## ACTIONS TO TAKE
A - Do these statements agree with the blueberry post? Answer yes or no for each, and quote the words from the post that decide it. (i) The farm where the picking takes place is near Braidwood, Illinois. (ii) The writer's kids came along on this year's picking trip. (iii) The blueberry bushes grow to around six feet tall.
B - According to the blueberry post, how many pounds of blueberries did the writer pick on the Saturday outing?
C - Rewrite the stretch of the blueberry post that begins at the words "Monday, July 29, 2013" and stops after "near Braidwood, Illinois.", switching "blueberries" to "raspberries".

Monday, July 29, 2013

Genealogy From The Blueberry Patch

My family loves blueberries. Fortunately for us, we can satisfy our cravings every summer by picking our own at a local farm. Every July, we start to pay attention to the ripening rumors from the Tammen Treeberry Farm near Braidwood, Illinois.

Weather is a big factor. The last few years have seen extreme heat and extreme rain in northern Illinois. There are always blueberries, but how big, how many and how sweet depends on the weather. This summer it suddenly cooled and the farm was ready to open!

Years ago, my mom, her best friend and all of us kids headed to the farm. I recall it being child labor! Now I appreciate it as a nice outdoor activity with a great payoff. Often my kids join me, but this time they felt their teenager activities were more important. No matter - I will keep the tradition alive on my own. On this spectacularly cool Saturday last, I ventured out and about two hours later, I had 12 pounds of huge, sweet blueberries!

While picking, several ideas came to me that applied not only to gathering the most blueberries, but also to approaching my genealogy research.

Gather the Low-Hanging Fruit

The blueberry bushes grow to around eight feet tall. But the berries grow all over. There are plenty right in your view. Often the young kids wander through the fields, picking and eating what they can reach. Genealogy can be the same way: reach for those ancestors that are right in front of you. Don't make genealogy hard. And you can't keep moving back in time until you have a good handle on what is right in front of you.

Seek a Different Perspective

Blueberry bushes hide their bounty well. Moving to a different side of the bush, pulling down a tall branch or even ducking down underneath yields hidden fruit. Genealogy uses the FAN rule - friends, associates, neighbors - to find parallel tracks of your ancestors. Using collateral lines often exposes links and connections you never expected. Move the branches aside and you may find what you were searching for.

Get Your Hands Dirty

No doubt about it - blueberry pickin' is work. You'll probably stain your shirt and your hands. But you keep at it because you know how good those berries will taste! You also have to keep working at your genealogy to enjoy the fruits of your labor. You may have to get outside your comfort zone by working with records in a new state or country, maybe using a new language. You need to seek out new repositories of data sets you have never worked with before. But you pick through records and pick through bushes because you know the payoff will be worth it.

Do It Your Way

No one wanted to join me on my picking trip this year, but I went anyway. I wasn't going to worry about anyone's choices except my own because I wanted blueberries! So much discussion in the greater genealogy world has lately been focusing on how you do your work, how it is presented and preserved, and if you are doing it according to standards. Your research legacy is important - but first it should matter to you. Do research that makes you happy. If you are stuck at a brick wall - and we all are - reach out in a new way to break it down. If you are no longer satisfied with the results of your favorite online database - unsubscribe. Money talks louder than whining. If your social sharing arena isn't giving back the way you hoped or need, find new bloggers, tweeters, and posters that do. Create an online family history tree, or website, or book, or blog, or art project. Or don't. Research because you want to and be happy!

I am off to heed my own genealogy advice... and eat more blueberries!

© 2013 Sally Knudsen

Wednesday, July 24, 2013

My Birthday, Statistically Speaking

Today is my birthday.

## DATA SHOWN
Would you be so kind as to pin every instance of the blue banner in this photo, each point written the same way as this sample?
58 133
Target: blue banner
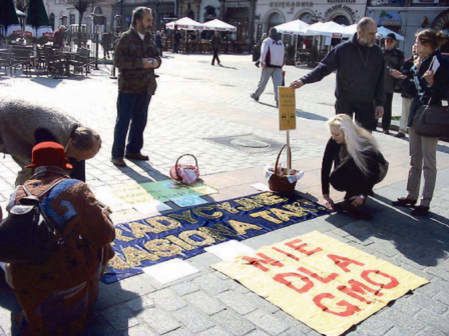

## ANSWERS BELOW
A -
(i) Yes: "the Tammen Treeberry Farm near Braidwood, Illinois"
(ii) No: "this time they felt their teenager activities were more important"
(iii) No: "The blueberry bushes grow to around eight feet tall."

B - 12 pounds.

C -
Monday, July 29, 2013

Genealogy From The Blueberry Patch

My family loves raspberries. Fortunately for us, we can satisfy our cravings every summer by picking our own at a local farm. Every July, we start to pay attention to the ripening rumors from the Tammen Treeberry Farm near Braidwood, Illinois.